Quoted passage >>
Are we in agreement on these points?
I think I have to answer "no". The % notation is not a quirk of the BNF. I.e. when the BNF states that an URI contains %AC (say), this does *not* mean that the actual URI in-memory-or-on-the-wire contains the byte \xAC. The spec actually says that the URI, in memory, on the wire, or on paper, actually contains the three character '%', 'A', and 'C'. So usage of that escape mechanism is *not* a result of the BNF notation; it is the inherent desire that URIs contain only characters in ASCII. URIs that contain non-ASCII characters have to escape them "somehow", typically using the % notation.
- A URL/URI consists of a finite sequence of Unicode characters;
No. An URI contains of a finite sequence of characters. Whether they are Unicode or not is not specified. The assumption certainly is that if the characters are coded (i.e. assigned to numbers), those numbers don't have to match Unicode code points at all. An URI that consists of KOI-8R characters would very well be possible.
- urlopen(), and anything else that takes a URL/URI argument, must accept both str and unicode;
Certainly.
- If given unicode, each character in the string directly represents a character in the URL/URI and needs no interpretation;
No. Only ASCII characters in the string need no interpretation. For non-ASCII characters, urllib needs to assume some escaping mechanism.
- If given str, each byte in the string represents a character in the URL/URI according to US-ASCII interpretation;
Yes, if the bytes are meaningful in ASCII.
- Characters or bytes outside the ASCII range, and even certain characters in the ASCII range, are not permitted in a URL/URI, and thus the interpretation of a string containing them may result in an exception or other unpredictable results.
Yes.
- The urllib, urllib2, and urlparse modules currently do not claim to conform to any particular standards governing the interpretation of URLs; they merely acknowledge that some standards may be applicable. However, the intent is to provide standards-conformant behavior where possible, to the extent that the module APIs overlap with functionality mandated by current standards.
Yes. For input that is out of scope of existing standards, backwards compatibility is desirable, unless there is a strong indication that Python should have raised an exception for this input all along.

Short task A >> Say whether each statement agrees with the replies in the URI discussion, answering yes or no and quoting the deciding words of the URI discussion. (i) The reply holds that urlopen() must accept both str and unicode. (ii) The reply holds that a URI's characters are specified to be Unicode. (iii) The reply holds that only ASCII characters in a unicode string need no interpretation.

Task material >>
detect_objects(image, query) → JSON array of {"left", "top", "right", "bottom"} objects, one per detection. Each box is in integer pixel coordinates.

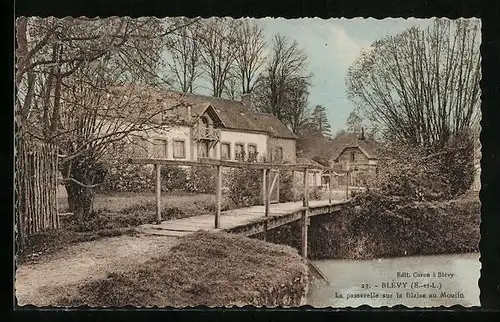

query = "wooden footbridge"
[{"left": 128, "top": 159, "right": 356, "bottom": 258}]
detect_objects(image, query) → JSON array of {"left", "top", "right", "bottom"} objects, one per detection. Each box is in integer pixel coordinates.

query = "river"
[{"left": 307, "top": 253, "right": 481, "bottom": 308}]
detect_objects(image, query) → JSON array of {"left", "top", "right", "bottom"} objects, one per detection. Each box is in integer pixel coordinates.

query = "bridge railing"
[{"left": 128, "top": 158, "right": 349, "bottom": 236}]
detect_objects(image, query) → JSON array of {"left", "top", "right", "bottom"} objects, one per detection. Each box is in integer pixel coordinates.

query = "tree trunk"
[
  {"left": 65, "top": 181, "right": 95, "bottom": 220},
  {"left": 63, "top": 164, "right": 95, "bottom": 220}
]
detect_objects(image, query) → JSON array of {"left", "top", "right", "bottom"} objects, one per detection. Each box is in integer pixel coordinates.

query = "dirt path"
[{"left": 15, "top": 234, "right": 177, "bottom": 306}]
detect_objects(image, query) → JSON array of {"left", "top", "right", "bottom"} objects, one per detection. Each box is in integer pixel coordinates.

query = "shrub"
[
  {"left": 375, "top": 134, "right": 474, "bottom": 201},
  {"left": 279, "top": 171, "right": 296, "bottom": 202},
  {"left": 310, "top": 191, "right": 480, "bottom": 259}
]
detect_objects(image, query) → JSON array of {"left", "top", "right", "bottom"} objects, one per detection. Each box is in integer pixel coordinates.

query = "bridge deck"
[{"left": 137, "top": 200, "right": 347, "bottom": 237}]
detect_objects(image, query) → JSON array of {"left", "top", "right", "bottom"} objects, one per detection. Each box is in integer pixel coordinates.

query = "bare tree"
[
  {"left": 346, "top": 19, "right": 481, "bottom": 146},
  {"left": 167, "top": 18, "right": 202, "bottom": 93},
  {"left": 309, "top": 105, "right": 331, "bottom": 137},
  {"left": 287, "top": 79, "right": 310, "bottom": 134},
  {"left": 15, "top": 17, "right": 191, "bottom": 220},
  {"left": 255, "top": 35, "right": 312, "bottom": 124},
  {"left": 235, "top": 19, "right": 266, "bottom": 94},
  {"left": 198, "top": 18, "right": 236, "bottom": 97}
]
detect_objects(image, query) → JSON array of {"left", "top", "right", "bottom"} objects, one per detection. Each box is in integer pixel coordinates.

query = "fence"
[
  {"left": 127, "top": 159, "right": 349, "bottom": 228},
  {"left": 15, "top": 140, "right": 59, "bottom": 247}
]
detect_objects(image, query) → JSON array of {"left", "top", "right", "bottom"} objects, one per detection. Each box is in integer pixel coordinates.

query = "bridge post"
[
  {"left": 155, "top": 164, "right": 161, "bottom": 225},
  {"left": 345, "top": 171, "right": 350, "bottom": 200},
  {"left": 215, "top": 165, "right": 222, "bottom": 228},
  {"left": 301, "top": 168, "right": 309, "bottom": 258},
  {"left": 264, "top": 169, "right": 272, "bottom": 217}
]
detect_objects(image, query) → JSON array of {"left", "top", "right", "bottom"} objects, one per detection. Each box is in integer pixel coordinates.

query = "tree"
[
  {"left": 167, "top": 18, "right": 202, "bottom": 93},
  {"left": 309, "top": 105, "right": 331, "bottom": 136},
  {"left": 286, "top": 78, "right": 310, "bottom": 134},
  {"left": 255, "top": 35, "right": 312, "bottom": 125},
  {"left": 198, "top": 18, "right": 236, "bottom": 97},
  {"left": 235, "top": 19, "right": 266, "bottom": 94},
  {"left": 15, "top": 17, "right": 191, "bottom": 218},
  {"left": 345, "top": 111, "right": 363, "bottom": 133},
  {"left": 346, "top": 19, "right": 481, "bottom": 146}
]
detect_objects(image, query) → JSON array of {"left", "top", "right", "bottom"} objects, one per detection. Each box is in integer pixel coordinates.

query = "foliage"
[
  {"left": 310, "top": 191, "right": 480, "bottom": 259},
  {"left": 97, "top": 161, "right": 155, "bottom": 193},
  {"left": 187, "top": 166, "right": 217, "bottom": 194},
  {"left": 254, "top": 35, "right": 311, "bottom": 133},
  {"left": 160, "top": 165, "right": 188, "bottom": 191},
  {"left": 227, "top": 168, "right": 262, "bottom": 208},
  {"left": 308, "top": 105, "right": 331, "bottom": 136},
  {"left": 279, "top": 170, "right": 297, "bottom": 202},
  {"left": 376, "top": 130, "right": 474, "bottom": 201}
]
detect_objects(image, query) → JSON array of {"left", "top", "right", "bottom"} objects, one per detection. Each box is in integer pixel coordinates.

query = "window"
[
  {"left": 273, "top": 147, "right": 283, "bottom": 162},
  {"left": 220, "top": 143, "right": 231, "bottom": 160},
  {"left": 198, "top": 141, "right": 209, "bottom": 158},
  {"left": 174, "top": 140, "right": 186, "bottom": 159},
  {"left": 201, "top": 116, "right": 210, "bottom": 127},
  {"left": 248, "top": 144, "right": 257, "bottom": 161},
  {"left": 153, "top": 139, "right": 167, "bottom": 158},
  {"left": 235, "top": 143, "right": 245, "bottom": 161}
]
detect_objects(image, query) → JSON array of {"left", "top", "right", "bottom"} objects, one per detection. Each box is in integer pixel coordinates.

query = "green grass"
[
  {"left": 18, "top": 193, "right": 215, "bottom": 263},
  {"left": 17, "top": 228, "right": 136, "bottom": 264},
  {"left": 55, "top": 232, "right": 307, "bottom": 307}
]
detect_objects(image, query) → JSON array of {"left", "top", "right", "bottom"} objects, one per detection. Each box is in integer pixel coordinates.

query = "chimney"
[{"left": 241, "top": 93, "right": 253, "bottom": 108}]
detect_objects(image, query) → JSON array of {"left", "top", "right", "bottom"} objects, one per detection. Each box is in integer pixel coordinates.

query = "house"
[
  {"left": 330, "top": 131, "right": 379, "bottom": 186},
  {"left": 125, "top": 91, "right": 297, "bottom": 163}
]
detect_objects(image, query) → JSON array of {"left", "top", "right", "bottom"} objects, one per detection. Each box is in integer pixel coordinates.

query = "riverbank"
[
  {"left": 57, "top": 232, "right": 308, "bottom": 307},
  {"left": 254, "top": 193, "right": 481, "bottom": 259}
]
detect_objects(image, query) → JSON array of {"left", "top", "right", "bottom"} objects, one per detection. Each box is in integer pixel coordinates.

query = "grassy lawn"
[
  {"left": 59, "top": 232, "right": 307, "bottom": 307},
  {"left": 18, "top": 193, "right": 215, "bottom": 263}
]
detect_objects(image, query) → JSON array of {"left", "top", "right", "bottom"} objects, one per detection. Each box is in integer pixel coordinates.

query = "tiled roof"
[
  {"left": 297, "top": 157, "right": 323, "bottom": 167},
  {"left": 106, "top": 85, "right": 297, "bottom": 139},
  {"left": 164, "top": 92, "right": 297, "bottom": 139}
]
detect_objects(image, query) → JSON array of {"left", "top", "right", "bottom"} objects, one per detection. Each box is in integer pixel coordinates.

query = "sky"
[{"left": 256, "top": 18, "right": 431, "bottom": 134}]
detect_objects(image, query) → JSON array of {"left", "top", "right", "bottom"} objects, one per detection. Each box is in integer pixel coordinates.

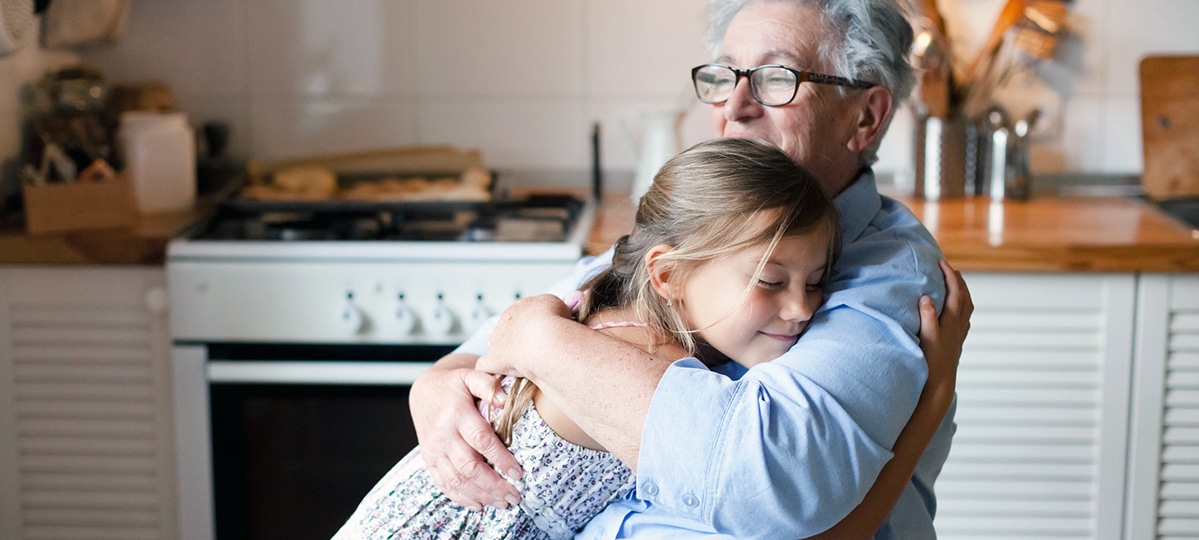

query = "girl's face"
[{"left": 675, "top": 223, "right": 830, "bottom": 367}]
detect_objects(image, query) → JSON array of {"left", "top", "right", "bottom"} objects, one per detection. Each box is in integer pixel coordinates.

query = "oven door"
[{"left": 174, "top": 343, "right": 452, "bottom": 540}]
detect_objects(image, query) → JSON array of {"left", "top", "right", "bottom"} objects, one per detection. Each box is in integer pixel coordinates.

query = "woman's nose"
[{"left": 721, "top": 78, "right": 763, "bottom": 121}]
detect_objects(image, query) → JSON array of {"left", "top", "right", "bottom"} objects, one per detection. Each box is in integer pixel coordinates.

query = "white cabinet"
[
  {"left": 0, "top": 266, "right": 176, "bottom": 539},
  {"left": 1127, "top": 275, "right": 1199, "bottom": 539},
  {"left": 935, "top": 274, "right": 1144, "bottom": 540}
]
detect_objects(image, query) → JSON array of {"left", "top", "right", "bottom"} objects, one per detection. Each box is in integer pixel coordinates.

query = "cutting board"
[{"left": 1140, "top": 55, "right": 1199, "bottom": 199}]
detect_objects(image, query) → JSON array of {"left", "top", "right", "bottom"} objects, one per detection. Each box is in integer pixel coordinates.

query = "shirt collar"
[{"left": 833, "top": 168, "right": 882, "bottom": 242}]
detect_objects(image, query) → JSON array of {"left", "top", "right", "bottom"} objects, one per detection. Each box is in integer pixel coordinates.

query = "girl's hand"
[{"left": 920, "top": 260, "right": 974, "bottom": 396}]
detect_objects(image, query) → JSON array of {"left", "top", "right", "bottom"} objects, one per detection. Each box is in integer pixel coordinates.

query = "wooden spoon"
[{"left": 960, "top": 0, "right": 1025, "bottom": 88}]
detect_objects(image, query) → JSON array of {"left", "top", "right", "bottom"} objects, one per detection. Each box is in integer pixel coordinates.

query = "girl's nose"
[{"left": 778, "top": 290, "right": 820, "bottom": 323}]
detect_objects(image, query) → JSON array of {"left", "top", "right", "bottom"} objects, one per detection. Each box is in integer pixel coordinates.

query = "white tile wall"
[{"left": 0, "top": 0, "right": 1199, "bottom": 194}]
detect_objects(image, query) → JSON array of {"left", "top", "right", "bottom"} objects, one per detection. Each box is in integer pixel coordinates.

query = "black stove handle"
[{"left": 591, "top": 122, "right": 603, "bottom": 203}]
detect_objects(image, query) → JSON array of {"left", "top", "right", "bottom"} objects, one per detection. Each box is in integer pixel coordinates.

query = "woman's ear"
[
  {"left": 645, "top": 244, "right": 675, "bottom": 299},
  {"left": 846, "top": 86, "right": 894, "bottom": 152}
]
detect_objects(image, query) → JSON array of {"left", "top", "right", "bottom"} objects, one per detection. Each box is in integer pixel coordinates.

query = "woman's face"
[
  {"left": 677, "top": 228, "right": 830, "bottom": 367},
  {"left": 711, "top": 1, "right": 858, "bottom": 193}
]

Short task B >> List every line of the entries that contains the string "girl". Case counts.

Task solution A >>
(i) Yes: "Certainly."
(ii) No: "Whether they are Unicode or not is not specified."
(iii) Yes: "Only ASCII characters in the string need no interpretation."

Task solution B >>
query = "girl's face"
query = "girl's hand"
query = "girl's nose"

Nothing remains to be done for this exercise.